Start of INFORMATION SUPPLIED
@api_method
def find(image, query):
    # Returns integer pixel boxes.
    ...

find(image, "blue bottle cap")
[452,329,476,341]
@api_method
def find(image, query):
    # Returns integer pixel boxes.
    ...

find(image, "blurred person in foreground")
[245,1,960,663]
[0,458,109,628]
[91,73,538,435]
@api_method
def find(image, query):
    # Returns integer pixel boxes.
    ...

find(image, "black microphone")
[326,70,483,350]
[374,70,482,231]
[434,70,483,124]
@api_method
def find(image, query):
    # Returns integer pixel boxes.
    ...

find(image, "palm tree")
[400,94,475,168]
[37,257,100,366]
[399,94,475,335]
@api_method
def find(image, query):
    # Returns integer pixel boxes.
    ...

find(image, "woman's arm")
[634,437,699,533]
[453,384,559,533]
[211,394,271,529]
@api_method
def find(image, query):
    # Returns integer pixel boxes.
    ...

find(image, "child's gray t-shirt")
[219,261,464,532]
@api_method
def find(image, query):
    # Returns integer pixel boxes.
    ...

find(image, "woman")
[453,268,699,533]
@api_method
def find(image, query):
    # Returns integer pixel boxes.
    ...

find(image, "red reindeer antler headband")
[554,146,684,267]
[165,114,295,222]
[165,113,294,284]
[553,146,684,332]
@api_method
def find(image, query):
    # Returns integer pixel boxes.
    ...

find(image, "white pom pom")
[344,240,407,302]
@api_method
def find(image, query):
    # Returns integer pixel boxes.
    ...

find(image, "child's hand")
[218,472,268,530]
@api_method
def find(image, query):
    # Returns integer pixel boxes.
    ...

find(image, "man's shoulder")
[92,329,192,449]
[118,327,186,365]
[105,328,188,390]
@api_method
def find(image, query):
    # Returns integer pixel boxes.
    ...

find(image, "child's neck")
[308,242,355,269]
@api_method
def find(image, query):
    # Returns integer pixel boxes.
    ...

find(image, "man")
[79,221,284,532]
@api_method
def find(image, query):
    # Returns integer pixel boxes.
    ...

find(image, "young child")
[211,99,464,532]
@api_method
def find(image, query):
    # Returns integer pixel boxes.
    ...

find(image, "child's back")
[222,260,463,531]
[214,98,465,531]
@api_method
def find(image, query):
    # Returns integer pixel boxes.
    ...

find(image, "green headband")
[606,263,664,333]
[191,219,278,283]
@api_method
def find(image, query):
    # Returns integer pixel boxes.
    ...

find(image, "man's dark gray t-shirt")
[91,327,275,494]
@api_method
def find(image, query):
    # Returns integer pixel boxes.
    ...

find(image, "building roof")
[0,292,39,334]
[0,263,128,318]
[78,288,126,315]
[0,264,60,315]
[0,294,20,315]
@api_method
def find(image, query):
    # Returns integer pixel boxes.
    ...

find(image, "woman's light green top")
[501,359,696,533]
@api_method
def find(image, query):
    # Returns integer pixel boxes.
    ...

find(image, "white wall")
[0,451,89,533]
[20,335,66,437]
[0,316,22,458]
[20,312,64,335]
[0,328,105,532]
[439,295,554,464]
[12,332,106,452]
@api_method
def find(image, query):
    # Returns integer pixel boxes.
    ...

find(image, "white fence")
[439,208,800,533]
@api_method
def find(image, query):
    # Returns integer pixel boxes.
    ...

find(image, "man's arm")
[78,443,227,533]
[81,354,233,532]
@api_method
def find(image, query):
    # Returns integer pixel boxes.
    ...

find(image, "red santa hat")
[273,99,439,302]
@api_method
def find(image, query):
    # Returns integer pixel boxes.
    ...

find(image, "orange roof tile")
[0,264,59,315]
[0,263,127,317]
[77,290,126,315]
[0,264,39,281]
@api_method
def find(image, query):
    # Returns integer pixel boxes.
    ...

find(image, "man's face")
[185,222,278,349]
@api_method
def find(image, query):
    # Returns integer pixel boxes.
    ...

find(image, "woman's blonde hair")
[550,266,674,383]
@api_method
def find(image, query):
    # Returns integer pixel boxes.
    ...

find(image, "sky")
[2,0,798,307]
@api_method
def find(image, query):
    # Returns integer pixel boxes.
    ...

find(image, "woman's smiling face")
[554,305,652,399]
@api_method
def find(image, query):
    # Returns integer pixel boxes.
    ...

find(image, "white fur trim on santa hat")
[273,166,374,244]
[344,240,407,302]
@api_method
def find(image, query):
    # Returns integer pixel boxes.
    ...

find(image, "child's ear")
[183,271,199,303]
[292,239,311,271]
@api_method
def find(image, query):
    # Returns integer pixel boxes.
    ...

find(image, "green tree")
End of INFORMATION SUPPLIED
- THE PROBLEM -
Restate the data word for word.

- FINISHED TASK -
@api_method
def find(image, query):
    # Returns integer pixel boxes.
    ...

find(image, "blue bottle cap")
[452,329,476,341]
@api_method
def find(image, query):
    # Returns integer pixel boxes.
    ...

find(image, "blurred person in foreground")
[245,1,960,663]
[0,458,109,628]
[91,73,538,435]
@api_method
def find(image, query):
    # Returns integer pixel boxes.
    ...

find(image, "black microphone")
[326,70,483,350]
[374,70,482,231]
[434,70,483,124]
@api_method
def find(image, query):
    # Returns integer pixel boxes.
    ...

find(image, "palm tree")
[400,94,475,168]
[37,257,100,366]
[399,94,475,335]
@api_method
def find(image, query):
    # Returns integer pixel boxes.
    ...

find(image, "woman's arm")
[634,437,699,533]
[453,384,559,533]
[211,394,271,529]
@api_method
def find(image, query):
    # Returns integer pixel boxes.
    ...

find(image, "child's gray t-shirt")
[219,261,464,532]
@api_method
def find(image, query):
    # Returns integer pixel boxes.
    ...

find(image, "woman")
[453,268,699,533]
@api_method
def find(image, query):
    # Returns integer pixel boxes.
    ...

find(image, "red reindeer antler headband")
[554,146,684,267]
[165,114,295,222]
[165,113,294,284]
[553,146,684,332]
@api_method
def find(image, query):
    # Returns integer pixel boxes.
    ...

find(image, "white pom pom")
[344,240,407,302]
@api_method
def find(image, query):
    # Returns integer pixel boxes.
    ...

find(image, "child's hand")
[218,472,268,530]
@api_method
def find(image, query):
    # Returns integer pixel boxes.
    ...

find(image, "man's shoulder")
[92,329,192,449]
[118,327,186,365]
[105,328,188,390]
@api_method
def find(image, query):
    # Returns integer pixel boxes.
    ...

find(image, "child's neck")
[308,242,355,269]
@api_method
def find(image, query):
    # Returns integer pixel boxes.
    ...

find(image, "man")
[79,221,284,532]
@api_method
def find(image, query):
    # Returns integer pixel boxes.
    ...

find(image, "young child")
[211,99,464,532]
@api_method
def find(image, query):
    # Returns integer pixel boxes.
    ...

find(image, "child's back")
[222,260,463,531]
[214,98,465,531]
@api_method
def find(image, query):
    # Returns integer pixel boxes.
    ...

find(image, "green headband")
[606,263,664,333]
[191,219,278,283]
@api_method
def find(image, query):
    # Returns integer pixel boxes.
    ...

find(image, "man's dark gray t-shirt")
[91,327,275,494]
@api_method
def find(image, query):
    # Returns integer pixel boxes.
    ...

find(image, "building roof")
[0,292,39,334]
[0,263,128,318]
[78,288,126,315]
[0,264,60,315]
[0,294,20,315]
@api_method
def find(image, query):
    # Returns integer pixel boxes.
    ...

find(image, "woman's light green top")
[501,359,696,533]
@api_method
def find(image, query):
    # Returns integer pixel boxes.
    ...

find(image, "white wall")
[0,451,89,533]
[20,335,66,437]
[0,316,22,458]
[20,312,64,335]
[0,328,105,532]
[439,295,554,464]
[12,332,106,452]
@api_method
def find(image, query):
    # Returns integer pixel boxes.
    ...

find(image, "white fence")
[439,208,800,533]
@api_method
def find(image, query):
    # Returns integer pixel boxes.
    ...

find(image, "man's arm")
[78,443,227,533]
[81,354,233,532]
@api_method
def find(image, query):
    # Returns integer pixel boxes.
    ...

find(image, "red santa hat")
[273,99,439,302]
@api_method
def find(image, query):
    # Returns integer pixel boxes.
    ...

find(image, "orange roof tile")
[0,264,59,315]
[0,263,127,317]
[77,290,126,315]
[0,264,39,281]
@api_method
def find(image, query):
    # Returns integer pixel boxes.
    ...

find(image, "man's face")
[185,222,278,349]
@api_method
def find(image, query):
    # Returns integer pixel boxes.
    ...

find(image, "woman's blonde hair")
[550,266,674,383]
@api_method
def find(image, query):
    # Returns integer pixel boxes.
    ...

find(image, "sky")
[2,0,798,307]
@api_method
def find(image, query):
    # Returns integer pixel boxes.
    ...

find(image, "woman's smiling face")
[554,305,652,399]
@api_method
def find(image, query):
    # Returns integer pixel boxes.
    ...

find(image, "white fur trim on santa hat")
[273,166,374,244]
[344,240,407,302]
@api_method
def find(image, query):
    # Returns integer pixel boxes.
    ...

find(image, "child's ear")
[183,271,199,303]
[292,239,311,271]
@api_method
def find(image, query):
    # Returns integer pixel boxes.
    ...

find(image, "green tree")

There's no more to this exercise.